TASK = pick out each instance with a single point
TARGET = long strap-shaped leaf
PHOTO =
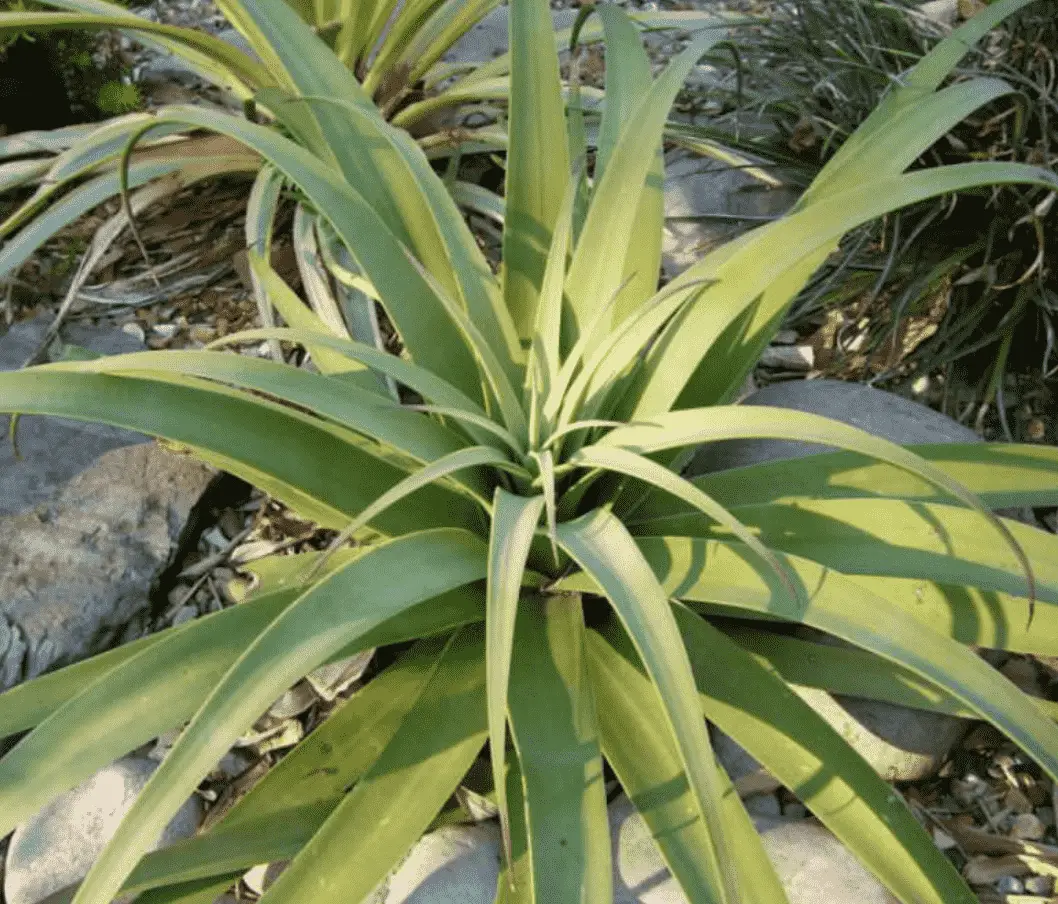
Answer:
(348, 603)
(338, 400)
(423, 381)
(852, 672)
(427, 332)
(306, 462)
(795, 744)
(554, 730)
(159, 687)
(608, 228)
(537, 159)
(853, 611)
(649, 765)
(628, 464)
(514, 521)
(283, 812)
(601, 545)
(370, 830)
(1001, 475)
(473, 456)
(215, 58)
(685, 365)
(694, 426)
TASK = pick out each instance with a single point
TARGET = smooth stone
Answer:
(901, 744)
(708, 203)
(489, 38)
(53, 450)
(57, 847)
(77, 570)
(460, 865)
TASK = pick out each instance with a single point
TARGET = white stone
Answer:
(57, 847)
(460, 865)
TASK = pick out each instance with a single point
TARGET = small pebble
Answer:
(184, 614)
(1009, 885)
(201, 332)
(1028, 827)
(134, 330)
(1041, 885)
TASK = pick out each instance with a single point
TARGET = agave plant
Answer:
(394, 50)
(521, 516)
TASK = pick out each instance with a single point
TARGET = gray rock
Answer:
(488, 38)
(901, 744)
(57, 847)
(883, 414)
(53, 450)
(78, 568)
(460, 865)
(708, 203)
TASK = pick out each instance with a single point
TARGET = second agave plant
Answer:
(518, 512)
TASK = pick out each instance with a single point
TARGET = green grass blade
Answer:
(853, 611)
(514, 521)
(603, 548)
(537, 159)
(1001, 475)
(648, 764)
(687, 365)
(425, 328)
(331, 615)
(306, 460)
(553, 727)
(674, 430)
(756, 708)
(628, 464)
(610, 220)
(393, 805)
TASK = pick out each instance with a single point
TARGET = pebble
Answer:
(1009, 885)
(1028, 827)
(184, 614)
(134, 330)
(1042, 885)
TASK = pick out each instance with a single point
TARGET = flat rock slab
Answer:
(53, 450)
(460, 865)
(77, 570)
(57, 847)
(89, 518)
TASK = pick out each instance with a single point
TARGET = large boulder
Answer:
(88, 522)
(57, 847)
(901, 744)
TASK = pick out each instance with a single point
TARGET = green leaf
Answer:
(627, 82)
(398, 797)
(554, 731)
(845, 670)
(688, 365)
(600, 544)
(1001, 475)
(537, 159)
(429, 335)
(694, 426)
(514, 521)
(648, 763)
(853, 611)
(628, 464)
(607, 232)
(306, 462)
(800, 749)
(327, 618)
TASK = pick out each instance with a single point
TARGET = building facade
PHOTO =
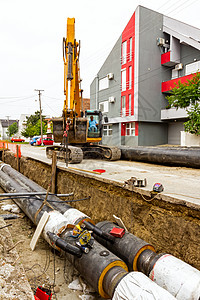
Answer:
(152, 54)
(4, 124)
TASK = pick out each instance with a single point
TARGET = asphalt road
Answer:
(178, 182)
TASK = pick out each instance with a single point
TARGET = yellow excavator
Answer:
(78, 131)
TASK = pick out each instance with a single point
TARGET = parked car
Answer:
(46, 141)
(34, 140)
(17, 140)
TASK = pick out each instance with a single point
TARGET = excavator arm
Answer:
(72, 90)
(72, 123)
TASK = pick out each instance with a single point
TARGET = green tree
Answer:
(12, 129)
(187, 95)
(33, 126)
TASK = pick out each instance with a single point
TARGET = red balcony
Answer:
(169, 85)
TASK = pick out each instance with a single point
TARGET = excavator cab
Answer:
(94, 132)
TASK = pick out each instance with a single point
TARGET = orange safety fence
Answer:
(12, 147)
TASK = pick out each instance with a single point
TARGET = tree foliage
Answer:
(33, 125)
(12, 129)
(187, 95)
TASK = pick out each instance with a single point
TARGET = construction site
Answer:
(83, 219)
(151, 226)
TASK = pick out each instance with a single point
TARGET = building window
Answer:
(174, 74)
(129, 103)
(123, 106)
(130, 77)
(123, 74)
(130, 129)
(130, 54)
(107, 130)
(103, 83)
(192, 68)
(103, 106)
(124, 52)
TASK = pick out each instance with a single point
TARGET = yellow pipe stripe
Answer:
(116, 263)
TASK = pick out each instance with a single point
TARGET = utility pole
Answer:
(39, 94)
(8, 126)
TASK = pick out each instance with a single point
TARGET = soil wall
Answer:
(170, 227)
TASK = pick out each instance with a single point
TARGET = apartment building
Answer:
(152, 53)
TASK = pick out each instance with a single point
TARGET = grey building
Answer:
(4, 124)
(152, 53)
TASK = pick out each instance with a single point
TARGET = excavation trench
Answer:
(170, 226)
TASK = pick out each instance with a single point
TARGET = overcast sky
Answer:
(31, 34)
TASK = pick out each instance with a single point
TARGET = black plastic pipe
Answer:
(30, 186)
(62, 244)
(128, 248)
(173, 156)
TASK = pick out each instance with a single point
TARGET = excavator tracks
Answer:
(102, 152)
(74, 154)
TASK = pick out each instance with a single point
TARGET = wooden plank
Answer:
(38, 230)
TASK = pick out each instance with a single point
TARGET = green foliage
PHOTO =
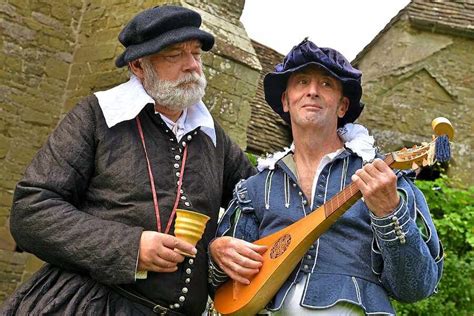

■ ■ ■ ■ ■ ■ ■

**Your objective**
The records above are to be duplicated exactly, pictures left out.

**Answer**
TASK = pick out each instance with a single point
TARGET = long strap-shaped leaf
PHOTO =
Answer:
(348, 603)
(338, 400)
(423, 381)
(852, 672)
(427, 332)
(306, 462)
(795, 744)
(554, 730)
(159, 687)
(608, 228)
(537, 159)
(853, 611)
(649, 765)
(628, 464)
(514, 521)
(283, 812)
(601, 545)
(370, 830)
(1001, 475)
(473, 456)
(215, 58)
(685, 365)
(694, 426)
TASK = pick out each instance with a single point
TARGET = smooth stone
Answer:
(901, 744)
(708, 203)
(489, 38)
(53, 450)
(57, 847)
(77, 570)
(460, 865)
TASK = pick out each instance with a single point
TARGET = white stone
Answer:
(57, 847)
(460, 865)
TASK = pick out each instance with a single point
TARGET = small pebble
Answer:
(184, 614)
(1009, 885)
(201, 332)
(1028, 827)
(134, 330)
(1041, 885)
TASK = pick out each instance with a single point
TARGET = agave plant
Answer:
(394, 50)
(521, 516)
TASK = pick out each instance with a single point
TARGET = gray rock
Answer:
(488, 38)
(901, 744)
(57, 847)
(883, 414)
(53, 450)
(78, 568)
(460, 865)
(708, 203)
TASK = pick out each instance with a single point
TARGET = second agave plant
Answer:
(518, 512)
TASK = pick out each instance with a single point
TARGET = green grass blade
Answer:
(853, 611)
(514, 521)
(603, 548)
(537, 159)
(1001, 475)
(648, 764)
(687, 365)
(425, 328)
(331, 615)
(306, 460)
(553, 727)
(674, 430)
(756, 708)
(628, 464)
(610, 220)
(393, 805)
TASK = pick out each instance with a single point
TARGET = pebble
Answer:
(1009, 885)
(1028, 827)
(184, 614)
(134, 330)
(1042, 885)
TASK = pick out each instance with a single point
TARGET = flat rock slab
Answer:
(53, 450)
(460, 865)
(77, 570)
(57, 847)
(89, 518)
TASK = pick out each instance with a single point
TARGET = large boulder
Answer:
(88, 522)
(57, 847)
(901, 744)
TASK = pick out each instance with a single point
TARGET = green leaf
Answer:
(627, 82)
(398, 797)
(554, 731)
(845, 670)
(688, 365)
(600, 544)
(1001, 475)
(537, 159)
(429, 335)
(694, 426)
(514, 521)
(648, 763)
(853, 611)
(628, 464)
(607, 232)
(306, 462)
(800, 749)
(327, 618)
TASK = pick out each instance with a single point
TARGET = building facade
PHOTO =
Answer:
(152, 54)
(4, 124)
TASK = pick out each instance with a single point
TARGET = asphalt road
Answer:
(178, 182)
TASK = pick out each instance with a single point
TARGET = yellow excavator
Answer:
(78, 131)
TASK = pick out each instance with a single point
TARGET = parked car
Answer:
(46, 141)
(34, 140)
(17, 140)
TASK = pick out each instance with a single point
TARGET = excavator arm
Answer:
(72, 90)
(72, 123)
TASK = pick out each instance with a single point
TARGET = green tree
Answer:
(12, 129)
(187, 95)
(33, 126)
TASK = pick out each instance with a single point
TARGET = red balcony
Answer:
(169, 85)
TASK = pick out each instance with a single point
TARGET = excavator cab
Answer:
(94, 132)
TASK = pick out each instance with a single point
TARGET = orange safety fence
Answer:
(12, 147)
TASK = pick out each instance with a single point
TARGET = tree foliage
Answer:
(33, 125)
(12, 129)
(187, 95)
TASK = pick out each instance with a single point
TARGET = construction site
Answer:
(83, 219)
(151, 226)
TASK = pick out each instance with a single point
TARGET = building window
Answer:
(174, 74)
(129, 103)
(123, 106)
(130, 77)
(123, 74)
(130, 129)
(130, 54)
(107, 130)
(103, 83)
(192, 68)
(103, 106)
(124, 52)
TASK = pick out each instance with a single point
TARGET = yellow pipe stripe
Answer:
(116, 263)
TASK = pick out each instance with a single point
TARGET = utility pole
Answer:
(39, 94)
(8, 126)
TASK = pick out each instance with a single point
TARGET = soil wall
Answer:
(170, 227)
TASK = pick out each instance with a single point
TARGET = apartment building
Answer:
(152, 53)
TASK = pick out each instance with a single point
TARGET = grey building
Answer:
(4, 124)
(152, 53)
TASK = pick out each instance with a single point
TARGET = excavation trench
Answer:
(170, 226)
TASK = pick out each instance with a single point
TARGET = overcast sky
Answer:
(31, 34)
TASK = pick out each instance with a single point
TARGET = black plastic pipe
Answer:
(30, 186)
(62, 244)
(128, 248)
(173, 156)
TASK = pick out each instance with a single point
TARGET = excavator tracks
Answer:
(102, 152)
(74, 154)
TASK = pick out each instance with a single point
TARGET = wooden plank
Answer:
(38, 230)
TASK = pick out each instance with a single point
TARGET = green foliage
PHOTO =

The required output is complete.